## Page excerpt
Outline planning application with all matters reserved (except access) for up to 105 dwellings including associated infrastructure and open space provision (amended description 04/12/2018)
The Committee considered a report of the Strategic Development Manager regarding an application with all matters reserved (except access) for up to 105 dwellings including associated infrastructure and open space provision on land to the North East of Castledene Road, Delves Lane (for copy see file of Minutes).
The Strategic Development Manager provided a detailed presentation of the application, which included a site location plan, aerial photographs of the area and a Landscape and Visual Impact Assessment that demonstrated how the development would fit into the landscape. The presentation illustrated the need to relocate a bus stop to provide access to the site.
The Chair thanked the Strategic Development Manager for his detailed presentation.
Councillor M Clarke, local member addressed the Committee in objection to the application. He thanked the Planning Officers for their hard work on the proposal and noted that the revised plan was different from the original proposal. He informed the Committee that the land was sold by Durham County Council with no expectation that it would be used for housing as it was not identified as a potential site for development in the latest draft of the County Plan. He thought there was a caveat on the land with a condition added that ensured Durham County Council would be compensated should development ever occur.

## What this task involves
Continue the committee minutes on the Castledene Road housing application from their last sentence. The records come from a separate source and have no connection to the committee minutes.

## Data entries

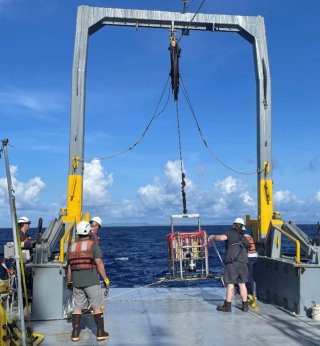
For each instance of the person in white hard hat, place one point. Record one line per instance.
(24, 225)
(96, 224)
(84, 266)
(236, 263)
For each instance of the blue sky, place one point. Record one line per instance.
(127, 71)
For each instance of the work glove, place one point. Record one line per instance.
(106, 282)
(39, 238)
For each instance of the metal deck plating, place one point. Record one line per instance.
(182, 317)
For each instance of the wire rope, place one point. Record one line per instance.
(139, 140)
(199, 8)
(216, 157)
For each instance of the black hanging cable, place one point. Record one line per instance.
(175, 51)
(154, 116)
(184, 91)
(186, 29)
(183, 176)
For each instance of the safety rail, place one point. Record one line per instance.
(298, 251)
(66, 238)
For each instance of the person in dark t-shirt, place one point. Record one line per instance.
(236, 263)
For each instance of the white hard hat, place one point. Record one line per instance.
(83, 228)
(239, 220)
(97, 219)
(24, 219)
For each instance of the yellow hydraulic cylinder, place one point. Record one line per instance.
(265, 207)
(74, 199)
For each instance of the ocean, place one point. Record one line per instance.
(138, 256)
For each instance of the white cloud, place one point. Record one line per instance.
(96, 184)
(26, 193)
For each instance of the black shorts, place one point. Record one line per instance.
(236, 273)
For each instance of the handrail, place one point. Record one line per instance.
(65, 237)
(298, 252)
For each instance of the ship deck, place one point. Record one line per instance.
(183, 316)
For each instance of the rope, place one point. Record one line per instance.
(138, 141)
(183, 182)
(184, 91)
(192, 19)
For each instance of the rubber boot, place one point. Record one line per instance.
(75, 327)
(101, 334)
(226, 307)
(245, 306)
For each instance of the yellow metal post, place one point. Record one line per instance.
(74, 199)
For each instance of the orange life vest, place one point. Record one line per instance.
(95, 237)
(81, 255)
(252, 244)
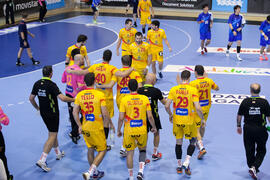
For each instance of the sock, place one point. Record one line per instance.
(155, 150)
(57, 150)
(43, 157)
(141, 167)
(92, 169)
(238, 49)
(179, 163)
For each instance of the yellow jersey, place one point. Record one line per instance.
(135, 107)
(155, 39)
(90, 100)
(183, 97)
(122, 84)
(144, 6)
(204, 86)
(127, 37)
(104, 74)
(139, 54)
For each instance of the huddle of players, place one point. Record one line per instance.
(236, 24)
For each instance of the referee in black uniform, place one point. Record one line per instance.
(48, 92)
(153, 94)
(255, 110)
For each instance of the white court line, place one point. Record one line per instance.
(18, 75)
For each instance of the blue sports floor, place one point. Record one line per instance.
(26, 133)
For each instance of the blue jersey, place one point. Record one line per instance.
(207, 18)
(237, 21)
(265, 27)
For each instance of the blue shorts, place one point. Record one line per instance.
(233, 38)
(263, 42)
(205, 35)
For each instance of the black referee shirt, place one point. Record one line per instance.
(153, 94)
(47, 92)
(255, 110)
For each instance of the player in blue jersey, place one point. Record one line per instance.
(265, 38)
(236, 23)
(205, 19)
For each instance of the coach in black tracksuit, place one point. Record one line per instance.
(255, 110)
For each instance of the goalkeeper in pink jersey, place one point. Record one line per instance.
(74, 84)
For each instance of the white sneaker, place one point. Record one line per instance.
(60, 156)
(238, 57)
(86, 175)
(43, 166)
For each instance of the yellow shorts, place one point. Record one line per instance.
(181, 130)
(145, 19)
(110, 107)
(95, 139)
(130, 142)
(198, 119)
(157, 56)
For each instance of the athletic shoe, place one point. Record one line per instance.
(123, 153)
(36, 62)
(43, 166)
(187, 170)
(98, 175)
(252, 172)
(156, 157)
(179, 170)
(86, 175)
(140, 176)
(160, 75)
(19, 63)
(60, 156)
(201, 154)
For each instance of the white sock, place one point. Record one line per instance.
(43, 157)
(141, 167)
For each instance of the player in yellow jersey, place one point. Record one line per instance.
(127, 36)
(204, 86)
(155, 37)
(133, 110)
(92, 104)
(81, 40)
(141, 55)
(145, 11)
(184, 98)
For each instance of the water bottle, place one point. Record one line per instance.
(112, 137)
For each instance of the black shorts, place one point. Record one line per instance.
(157, 123)
(51, 121)
(22, 44)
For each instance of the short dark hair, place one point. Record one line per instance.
(24, 15)
(268, 18)
(199, 69)
(133, 85)
(205, 5)
(126, 60)
(107, 55)
(81, 38)
(128, 20)
(156, 23)
(185, 75)
(255, 90)
(138, 34)
(46, 71)
(74, 52)
(236, 7)
(89, 79)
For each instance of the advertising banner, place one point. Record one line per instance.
(227, 5)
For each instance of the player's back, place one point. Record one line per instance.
(90, 101)
(135, 107)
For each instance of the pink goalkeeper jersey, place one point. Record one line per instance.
(75, 83)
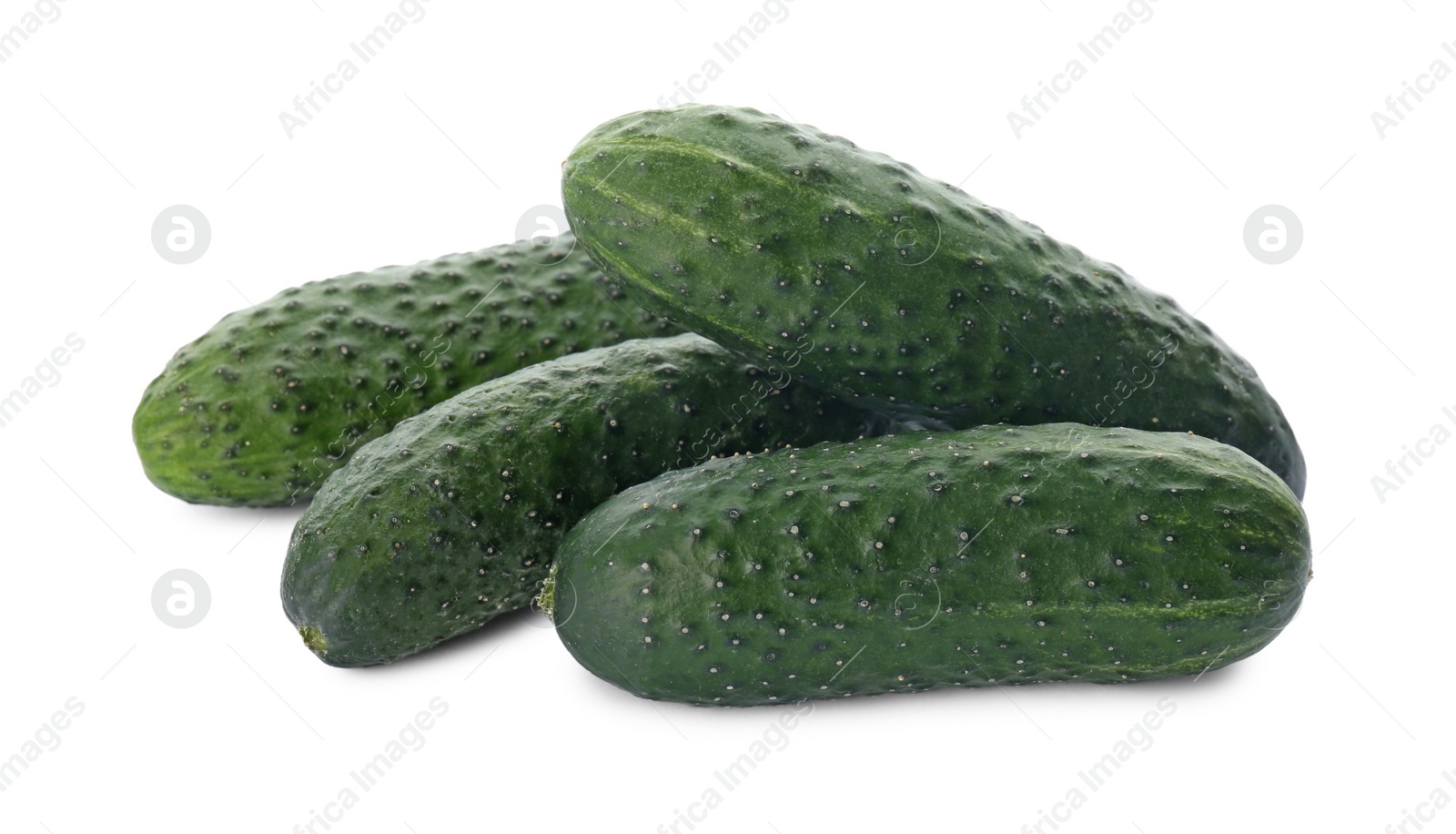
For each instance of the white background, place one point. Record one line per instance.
(1154, 159)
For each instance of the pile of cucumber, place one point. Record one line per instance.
(778, 419)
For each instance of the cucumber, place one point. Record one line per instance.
(453, 516)
(987, 555)
(897, 290)
(262, 407)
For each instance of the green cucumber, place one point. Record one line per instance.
(897, 290)
(453, 516)
(262, 407)
(989, 555)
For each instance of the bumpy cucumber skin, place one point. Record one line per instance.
(768, 237)
(453, 516)
(990, 555)
(262, 407)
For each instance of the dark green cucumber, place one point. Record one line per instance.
(895, 289)
(453, 516)
(262, 407)
(961, 559)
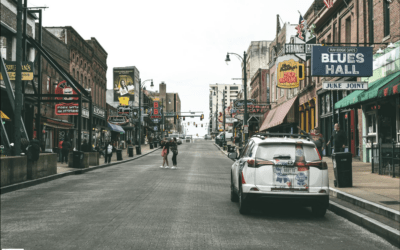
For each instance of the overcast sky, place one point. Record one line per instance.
(180, 42)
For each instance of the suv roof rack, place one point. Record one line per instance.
(299, 136)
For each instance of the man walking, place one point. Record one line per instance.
(339, 139)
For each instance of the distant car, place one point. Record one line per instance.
(277, 169)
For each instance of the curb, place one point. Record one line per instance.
(31, 183)
(368, 205)
(390, 234)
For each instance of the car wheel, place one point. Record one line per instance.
(243, 204)
(319, 210)
(234, 196)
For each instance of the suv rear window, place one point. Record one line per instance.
(268, 151)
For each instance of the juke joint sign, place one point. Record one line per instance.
(341, 61)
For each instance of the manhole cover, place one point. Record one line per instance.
(390, 202)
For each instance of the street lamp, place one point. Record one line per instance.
(244, 58)
(141, 85)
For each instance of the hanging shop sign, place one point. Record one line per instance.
(118, 120)
(345, 85)
(290, 73)
(240, 103)
(66, 108)
(341, 61)
(99, 111)
(125, 80)
(11, 67)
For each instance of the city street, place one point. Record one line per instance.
(138, 205)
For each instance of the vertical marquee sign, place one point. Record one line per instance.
(66, 108)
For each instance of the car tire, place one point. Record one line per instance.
(243, 204)
(234, 196)
(319, 210)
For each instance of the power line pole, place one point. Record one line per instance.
(18, 83)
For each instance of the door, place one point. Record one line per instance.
(352, 134)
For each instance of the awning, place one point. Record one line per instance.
(359, 96)
(116, 128)
(56, 123)
(277, 115)
(4, 116)
(391, 88)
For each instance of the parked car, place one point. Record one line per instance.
(276, 168)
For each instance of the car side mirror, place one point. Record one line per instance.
(232, 156)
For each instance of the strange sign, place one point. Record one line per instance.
(289, 74)
(341, 61)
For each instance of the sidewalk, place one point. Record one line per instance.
(62, 168)
(381, 189)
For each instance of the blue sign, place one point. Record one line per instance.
(341, 61)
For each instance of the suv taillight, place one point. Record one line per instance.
(319, 164)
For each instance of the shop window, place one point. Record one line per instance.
(3, 47)
(371, 123)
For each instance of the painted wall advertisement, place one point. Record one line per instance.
(341, 61)
(66, 108)
(125, 80)
(290, 73)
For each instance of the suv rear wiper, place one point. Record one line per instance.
(282, 156)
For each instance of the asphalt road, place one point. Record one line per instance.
(137, 205)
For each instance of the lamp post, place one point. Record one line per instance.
(227, 60)
(223, 106)
(141, 85)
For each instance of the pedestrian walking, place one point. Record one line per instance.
(339, 139)
(108, 153)
(165, 144)
(66, 145)
(174, 149)
(317, 138)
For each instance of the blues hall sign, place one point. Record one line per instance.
(341, 61)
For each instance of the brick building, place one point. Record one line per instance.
(88, 65)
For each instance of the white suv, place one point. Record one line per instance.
(280, 168)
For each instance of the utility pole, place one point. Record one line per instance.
(140, 114)
(18, 83)
(245, 96)
(223, 105)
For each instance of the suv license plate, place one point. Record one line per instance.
(287, 170)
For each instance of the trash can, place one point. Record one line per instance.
(130, 151)
(342, 166)
(77, 157)
(119, 154)
(138, 151)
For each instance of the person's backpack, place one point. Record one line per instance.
(109, 149)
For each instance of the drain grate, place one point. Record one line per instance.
(390, 202)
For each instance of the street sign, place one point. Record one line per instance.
(343, 85)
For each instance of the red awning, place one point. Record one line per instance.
(277, 115)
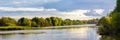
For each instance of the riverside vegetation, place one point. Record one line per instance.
(7, 23)
(110, 24)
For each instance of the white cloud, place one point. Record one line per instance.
(99, 11)
(25, 9)
(43, 12)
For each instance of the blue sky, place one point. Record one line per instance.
(72, 9)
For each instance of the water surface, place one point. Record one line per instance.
(83, 33)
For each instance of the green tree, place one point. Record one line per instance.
(24, 22)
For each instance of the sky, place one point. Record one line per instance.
(66, 9)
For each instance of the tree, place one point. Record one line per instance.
(111, 24)
(6, 21)
(24, 22)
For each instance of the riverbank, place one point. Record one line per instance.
(20, 30)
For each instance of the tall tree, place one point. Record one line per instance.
(7, 21)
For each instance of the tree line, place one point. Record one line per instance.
(42, 22)
(110, 24)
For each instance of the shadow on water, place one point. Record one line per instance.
(114, 37)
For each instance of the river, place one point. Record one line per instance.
(82, 33)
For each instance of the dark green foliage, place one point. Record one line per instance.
(67, 22)
(24, 22)
(40, 22)
(111, 24)
(6, 21)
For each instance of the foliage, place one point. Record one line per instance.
(110, 25)
(24, 22)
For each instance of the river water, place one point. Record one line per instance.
(82, 33)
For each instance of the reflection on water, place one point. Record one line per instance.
(84, 33)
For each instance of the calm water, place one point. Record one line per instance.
(83, 33)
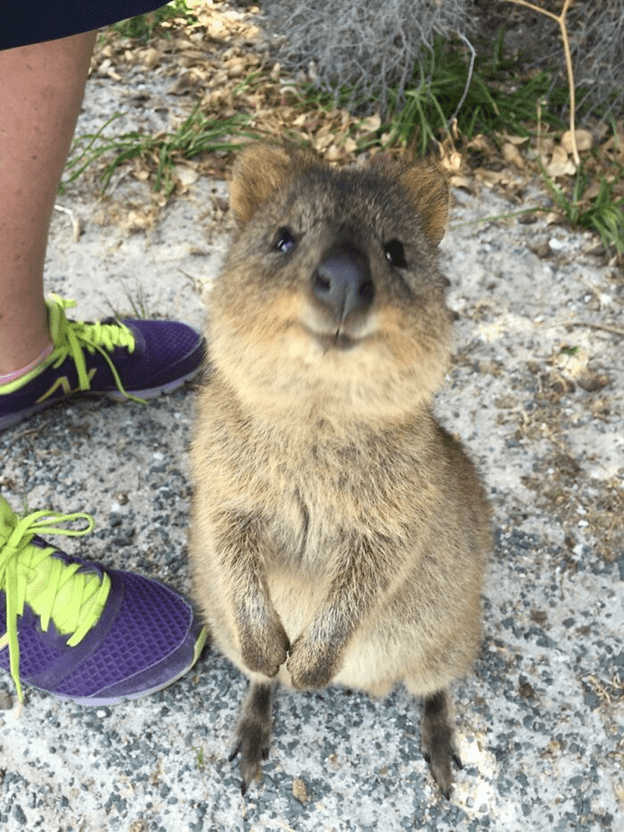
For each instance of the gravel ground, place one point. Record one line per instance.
(540, 722)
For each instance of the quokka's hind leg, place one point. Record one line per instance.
(253, 732)
(437, 738)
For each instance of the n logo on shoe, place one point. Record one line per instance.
(63, 382)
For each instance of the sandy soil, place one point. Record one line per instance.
(536, 394)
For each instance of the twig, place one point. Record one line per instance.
(560, 19)
(614, 330)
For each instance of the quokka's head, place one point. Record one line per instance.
(330, 300)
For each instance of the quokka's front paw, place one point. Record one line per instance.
(264, 647)
(311, 665)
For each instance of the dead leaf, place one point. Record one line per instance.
(512, 155)
(560, 164)
(186, 174)
(584, 140)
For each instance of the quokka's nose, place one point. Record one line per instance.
(343, 282)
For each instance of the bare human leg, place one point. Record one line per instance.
(41, 90)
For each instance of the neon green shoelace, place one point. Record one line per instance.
(72, 337)
(54, 589)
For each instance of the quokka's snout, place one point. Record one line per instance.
(339, 534)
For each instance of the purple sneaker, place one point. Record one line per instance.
(130, 359)
(82, 632)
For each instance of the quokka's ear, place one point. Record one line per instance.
(428, 192)
(261, 169)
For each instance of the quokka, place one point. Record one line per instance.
(339, 534)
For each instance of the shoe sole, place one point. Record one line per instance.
(101, 701)
(114, 395)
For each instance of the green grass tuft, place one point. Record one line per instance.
(197, 134)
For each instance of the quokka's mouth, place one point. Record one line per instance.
(337, 340)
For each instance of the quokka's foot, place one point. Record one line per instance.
(253, 733)
(437, 741)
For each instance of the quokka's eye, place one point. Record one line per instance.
(395, 254)
(284, 240)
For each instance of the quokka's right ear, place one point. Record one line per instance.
(260, 169)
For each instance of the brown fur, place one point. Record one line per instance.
(339, 534)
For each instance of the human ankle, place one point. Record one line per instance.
(13, 375)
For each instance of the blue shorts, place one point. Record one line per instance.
(22, 23)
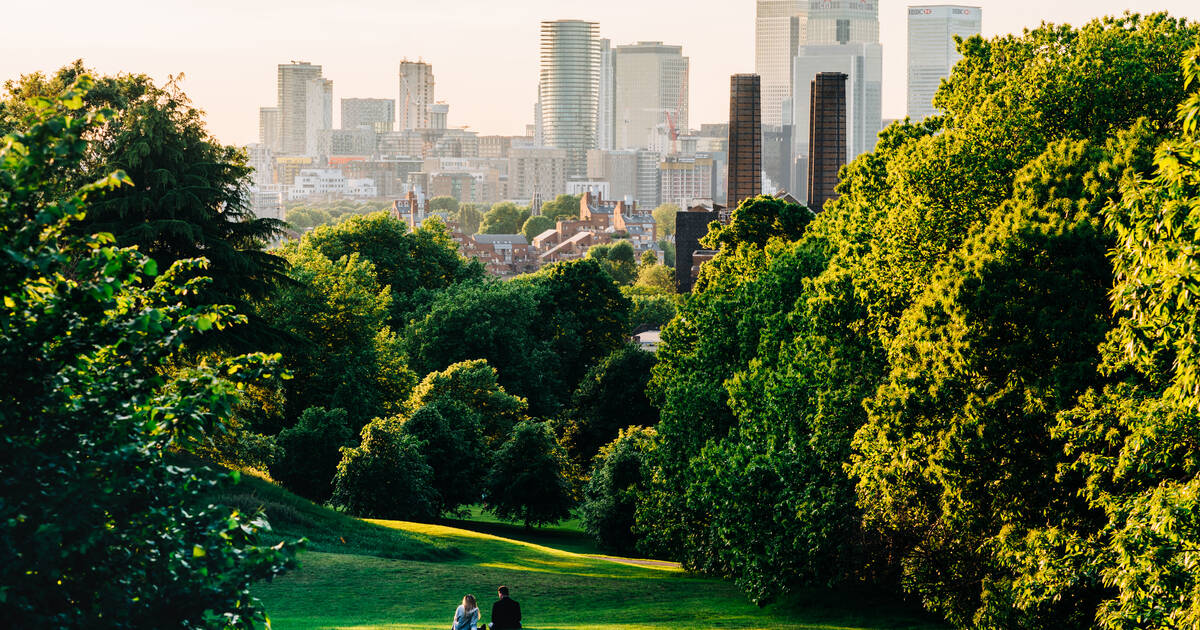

## Answer for the task
Councillor Clarke noted that areas of Delves Lane to the rear of Redmire Drive to Knitsley were earmarked for future development that would lead to many new properties being built. He informed the Committee that the scale of the mitigation charges indicated that the development was not easily slotted into the local area and would leave the infrastructure for Delves Lane over stretched.
Councillor Clarke was apprehensive that the road in and out of Crookhall would not cope with the additional cars that the development would bring. He noted that the nearby B&M and Lidl supermarkets had already increased the traffic making the mini roundabout in the vicinity difficult to navigate. He added that the dip in the road at the mini roundabout affected visibility making it quite hazardous.
Councillor Clarke informed the Committee that the mini roundabout had previously been investigated for improvement, but it was found that traffic lights would have a negative impact on the traffic flow and the installation of a junction would render residents with difficulties to exit it. Councillor Clarke felt that the fundamental safety issues with the highway remained a concern and considered that the improvements set out in the revised proposal would not make the highway any less safe and therefore he could not support the application.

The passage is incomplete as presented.